**TO DO**
Only the lines from the one containing "of the open" through the end of the material are to be echoed, each exactly as it appears.

**DATA FOR THIS EXERCISE**
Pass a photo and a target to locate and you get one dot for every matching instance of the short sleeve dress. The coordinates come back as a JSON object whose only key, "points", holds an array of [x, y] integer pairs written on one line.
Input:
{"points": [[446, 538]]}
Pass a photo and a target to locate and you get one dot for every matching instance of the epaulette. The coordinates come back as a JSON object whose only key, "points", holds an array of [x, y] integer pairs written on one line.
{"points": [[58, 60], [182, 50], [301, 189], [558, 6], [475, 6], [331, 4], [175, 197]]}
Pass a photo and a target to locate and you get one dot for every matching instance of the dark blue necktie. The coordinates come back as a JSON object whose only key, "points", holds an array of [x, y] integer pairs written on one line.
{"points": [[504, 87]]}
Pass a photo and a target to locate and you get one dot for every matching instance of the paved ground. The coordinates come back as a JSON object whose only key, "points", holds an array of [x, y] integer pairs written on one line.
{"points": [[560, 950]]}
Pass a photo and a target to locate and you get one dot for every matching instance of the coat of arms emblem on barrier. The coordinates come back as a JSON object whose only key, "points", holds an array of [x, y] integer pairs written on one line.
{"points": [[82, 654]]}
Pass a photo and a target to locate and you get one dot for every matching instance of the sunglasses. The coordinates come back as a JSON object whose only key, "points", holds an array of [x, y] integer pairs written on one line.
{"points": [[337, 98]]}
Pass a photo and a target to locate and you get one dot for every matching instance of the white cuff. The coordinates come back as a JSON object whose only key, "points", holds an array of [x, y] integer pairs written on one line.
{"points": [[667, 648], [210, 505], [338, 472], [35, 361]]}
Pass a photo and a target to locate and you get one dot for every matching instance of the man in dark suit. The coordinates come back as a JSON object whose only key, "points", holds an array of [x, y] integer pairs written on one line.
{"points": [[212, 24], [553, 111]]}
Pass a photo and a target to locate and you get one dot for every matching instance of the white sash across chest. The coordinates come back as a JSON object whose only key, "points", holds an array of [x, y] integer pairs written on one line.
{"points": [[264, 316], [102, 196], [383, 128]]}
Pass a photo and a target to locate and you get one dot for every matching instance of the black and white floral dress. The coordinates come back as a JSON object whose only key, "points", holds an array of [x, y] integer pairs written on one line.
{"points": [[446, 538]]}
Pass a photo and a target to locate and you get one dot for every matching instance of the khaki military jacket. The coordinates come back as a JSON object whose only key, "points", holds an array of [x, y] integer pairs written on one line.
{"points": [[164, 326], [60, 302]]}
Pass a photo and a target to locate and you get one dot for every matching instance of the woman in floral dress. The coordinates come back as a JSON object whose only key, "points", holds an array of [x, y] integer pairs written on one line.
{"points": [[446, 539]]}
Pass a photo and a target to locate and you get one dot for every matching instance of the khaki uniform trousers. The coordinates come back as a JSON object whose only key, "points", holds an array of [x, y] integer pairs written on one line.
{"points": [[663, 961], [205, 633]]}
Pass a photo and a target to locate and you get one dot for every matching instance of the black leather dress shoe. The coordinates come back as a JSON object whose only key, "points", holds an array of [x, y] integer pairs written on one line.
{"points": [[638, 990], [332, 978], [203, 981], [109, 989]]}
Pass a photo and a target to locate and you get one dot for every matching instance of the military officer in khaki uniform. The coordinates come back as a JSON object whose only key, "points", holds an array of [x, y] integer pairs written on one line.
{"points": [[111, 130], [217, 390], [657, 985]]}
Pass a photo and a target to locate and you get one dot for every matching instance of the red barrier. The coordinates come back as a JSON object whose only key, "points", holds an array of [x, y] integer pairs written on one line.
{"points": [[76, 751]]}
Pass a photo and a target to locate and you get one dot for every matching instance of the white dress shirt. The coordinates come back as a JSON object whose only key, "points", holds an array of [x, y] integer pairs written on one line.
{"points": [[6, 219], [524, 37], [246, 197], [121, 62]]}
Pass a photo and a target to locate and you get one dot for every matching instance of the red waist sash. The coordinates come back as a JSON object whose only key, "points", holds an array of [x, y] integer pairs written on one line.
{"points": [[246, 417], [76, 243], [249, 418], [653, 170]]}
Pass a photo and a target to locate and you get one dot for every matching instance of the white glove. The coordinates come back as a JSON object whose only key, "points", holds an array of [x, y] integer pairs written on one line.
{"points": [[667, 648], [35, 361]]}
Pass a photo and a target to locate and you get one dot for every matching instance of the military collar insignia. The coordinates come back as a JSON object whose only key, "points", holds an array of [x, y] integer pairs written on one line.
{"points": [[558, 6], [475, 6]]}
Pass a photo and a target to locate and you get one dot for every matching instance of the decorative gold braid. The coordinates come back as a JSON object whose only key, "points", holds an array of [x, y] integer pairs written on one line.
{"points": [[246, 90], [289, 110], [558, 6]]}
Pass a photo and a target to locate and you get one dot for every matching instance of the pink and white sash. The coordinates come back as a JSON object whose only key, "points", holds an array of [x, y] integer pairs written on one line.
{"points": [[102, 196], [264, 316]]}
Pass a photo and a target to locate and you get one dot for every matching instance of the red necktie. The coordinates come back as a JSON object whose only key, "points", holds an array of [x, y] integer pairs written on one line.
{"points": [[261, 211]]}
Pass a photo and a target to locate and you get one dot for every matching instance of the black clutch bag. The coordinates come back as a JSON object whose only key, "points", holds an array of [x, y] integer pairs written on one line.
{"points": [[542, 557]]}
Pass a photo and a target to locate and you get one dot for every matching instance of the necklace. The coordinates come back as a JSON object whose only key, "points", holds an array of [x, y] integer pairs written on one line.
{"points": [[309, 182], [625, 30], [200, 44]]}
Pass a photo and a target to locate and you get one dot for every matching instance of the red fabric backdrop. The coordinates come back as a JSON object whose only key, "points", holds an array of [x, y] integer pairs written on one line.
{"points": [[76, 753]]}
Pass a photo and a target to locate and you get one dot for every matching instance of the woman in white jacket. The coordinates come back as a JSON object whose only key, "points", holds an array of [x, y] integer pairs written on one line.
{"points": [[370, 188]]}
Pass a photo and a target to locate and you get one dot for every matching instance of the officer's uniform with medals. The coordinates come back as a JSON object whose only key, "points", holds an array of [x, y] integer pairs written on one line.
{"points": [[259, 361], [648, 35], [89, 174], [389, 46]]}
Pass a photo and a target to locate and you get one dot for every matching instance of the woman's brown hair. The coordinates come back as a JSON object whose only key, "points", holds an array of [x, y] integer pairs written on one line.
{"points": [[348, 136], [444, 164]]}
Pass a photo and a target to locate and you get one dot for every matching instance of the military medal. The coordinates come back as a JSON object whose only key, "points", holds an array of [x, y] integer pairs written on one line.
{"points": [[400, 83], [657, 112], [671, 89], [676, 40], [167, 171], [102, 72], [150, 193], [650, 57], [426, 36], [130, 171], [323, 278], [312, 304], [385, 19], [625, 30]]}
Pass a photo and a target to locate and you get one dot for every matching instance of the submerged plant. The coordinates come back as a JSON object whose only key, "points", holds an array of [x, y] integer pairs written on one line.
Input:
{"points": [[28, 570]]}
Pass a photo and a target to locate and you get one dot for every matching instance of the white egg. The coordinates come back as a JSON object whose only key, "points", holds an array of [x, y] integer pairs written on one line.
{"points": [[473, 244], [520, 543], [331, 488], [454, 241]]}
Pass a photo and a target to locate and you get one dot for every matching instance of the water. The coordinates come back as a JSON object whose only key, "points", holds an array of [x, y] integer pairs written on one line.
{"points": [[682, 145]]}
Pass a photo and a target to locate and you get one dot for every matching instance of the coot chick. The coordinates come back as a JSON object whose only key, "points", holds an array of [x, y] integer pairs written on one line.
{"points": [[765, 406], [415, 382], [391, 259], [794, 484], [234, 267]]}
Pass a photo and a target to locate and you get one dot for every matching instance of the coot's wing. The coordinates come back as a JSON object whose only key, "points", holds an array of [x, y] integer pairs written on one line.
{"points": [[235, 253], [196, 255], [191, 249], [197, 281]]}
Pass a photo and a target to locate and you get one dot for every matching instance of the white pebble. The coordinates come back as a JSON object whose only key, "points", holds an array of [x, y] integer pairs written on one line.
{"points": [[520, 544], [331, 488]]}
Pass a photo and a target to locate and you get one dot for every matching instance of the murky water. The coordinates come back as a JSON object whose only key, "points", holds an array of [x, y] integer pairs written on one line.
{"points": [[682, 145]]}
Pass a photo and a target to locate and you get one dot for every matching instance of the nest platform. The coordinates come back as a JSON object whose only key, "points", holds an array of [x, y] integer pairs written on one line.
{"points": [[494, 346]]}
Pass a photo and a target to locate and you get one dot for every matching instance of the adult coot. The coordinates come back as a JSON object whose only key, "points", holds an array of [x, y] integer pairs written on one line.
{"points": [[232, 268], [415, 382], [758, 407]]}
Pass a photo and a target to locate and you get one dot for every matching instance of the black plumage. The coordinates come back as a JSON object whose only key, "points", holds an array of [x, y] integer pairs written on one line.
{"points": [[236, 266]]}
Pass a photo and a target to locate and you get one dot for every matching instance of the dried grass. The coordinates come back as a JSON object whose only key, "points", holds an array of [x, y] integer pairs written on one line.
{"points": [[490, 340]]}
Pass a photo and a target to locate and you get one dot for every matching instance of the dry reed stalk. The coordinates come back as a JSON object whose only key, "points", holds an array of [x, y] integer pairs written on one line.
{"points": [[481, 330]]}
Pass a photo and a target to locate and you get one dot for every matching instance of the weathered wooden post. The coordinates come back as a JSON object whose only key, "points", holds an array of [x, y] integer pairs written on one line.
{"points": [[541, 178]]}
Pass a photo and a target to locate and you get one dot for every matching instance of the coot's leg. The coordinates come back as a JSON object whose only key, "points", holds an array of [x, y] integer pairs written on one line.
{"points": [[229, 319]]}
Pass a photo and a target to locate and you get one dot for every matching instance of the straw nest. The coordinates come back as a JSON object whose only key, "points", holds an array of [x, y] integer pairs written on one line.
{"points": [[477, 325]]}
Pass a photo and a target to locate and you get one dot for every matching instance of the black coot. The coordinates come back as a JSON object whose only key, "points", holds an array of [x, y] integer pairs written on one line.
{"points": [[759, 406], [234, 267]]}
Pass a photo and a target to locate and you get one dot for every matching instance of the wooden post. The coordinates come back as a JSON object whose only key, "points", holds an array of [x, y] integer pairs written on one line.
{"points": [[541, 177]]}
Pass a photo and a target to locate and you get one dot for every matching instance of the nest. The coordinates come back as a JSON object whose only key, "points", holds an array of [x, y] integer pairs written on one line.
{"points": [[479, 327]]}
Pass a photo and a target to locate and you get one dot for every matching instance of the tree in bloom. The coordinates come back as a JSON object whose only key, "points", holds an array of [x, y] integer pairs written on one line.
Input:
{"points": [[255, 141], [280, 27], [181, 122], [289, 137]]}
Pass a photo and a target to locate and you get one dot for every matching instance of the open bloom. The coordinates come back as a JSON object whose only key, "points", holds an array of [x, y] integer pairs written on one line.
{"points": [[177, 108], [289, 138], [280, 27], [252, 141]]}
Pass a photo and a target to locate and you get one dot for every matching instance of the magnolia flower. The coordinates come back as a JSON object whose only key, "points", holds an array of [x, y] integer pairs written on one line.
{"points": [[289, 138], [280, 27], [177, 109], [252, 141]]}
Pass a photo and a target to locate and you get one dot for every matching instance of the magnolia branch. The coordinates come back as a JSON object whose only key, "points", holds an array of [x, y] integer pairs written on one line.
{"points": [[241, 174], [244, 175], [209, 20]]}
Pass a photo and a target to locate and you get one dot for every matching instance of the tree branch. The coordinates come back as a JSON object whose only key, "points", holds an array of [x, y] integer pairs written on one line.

**TASK ANSWER**
Pass a photo and a target to locate and you get one dot for every matching instance of the open bloom. The coordinates come back as a JSON object whose only key, "points", holds an array of [x, y] integer pairs written on one line.
{"points": [[177, 108], [289, 138], [280, 27], [252, 141]]}
Pass a photo and a target to locate and you get one dot for every matching instance of the magnolia flower. The coordinates come back as a JSON object whose only key, "points", holds an array of [x, y] integer pairs written on one line.
{"points": [[289, 138], [280, 27], [177, 109], [252, 141]]}
Pass a photo and a target to locate and you get one dot for every matching instance of the magnolia branch. The coordinates come back as a JSON object whose only key, "points", holds an array of [x, y] integer pairs written on one line.
{"points": [[241, 174], [244, 175], [209, 20]]}
Pass a photo and a target to locate and you get one dot for every matching instance of the tree branch. The coordinates come back as a JSON object whose only key, "points", holds an array of [x, y] integer pairs written on one line.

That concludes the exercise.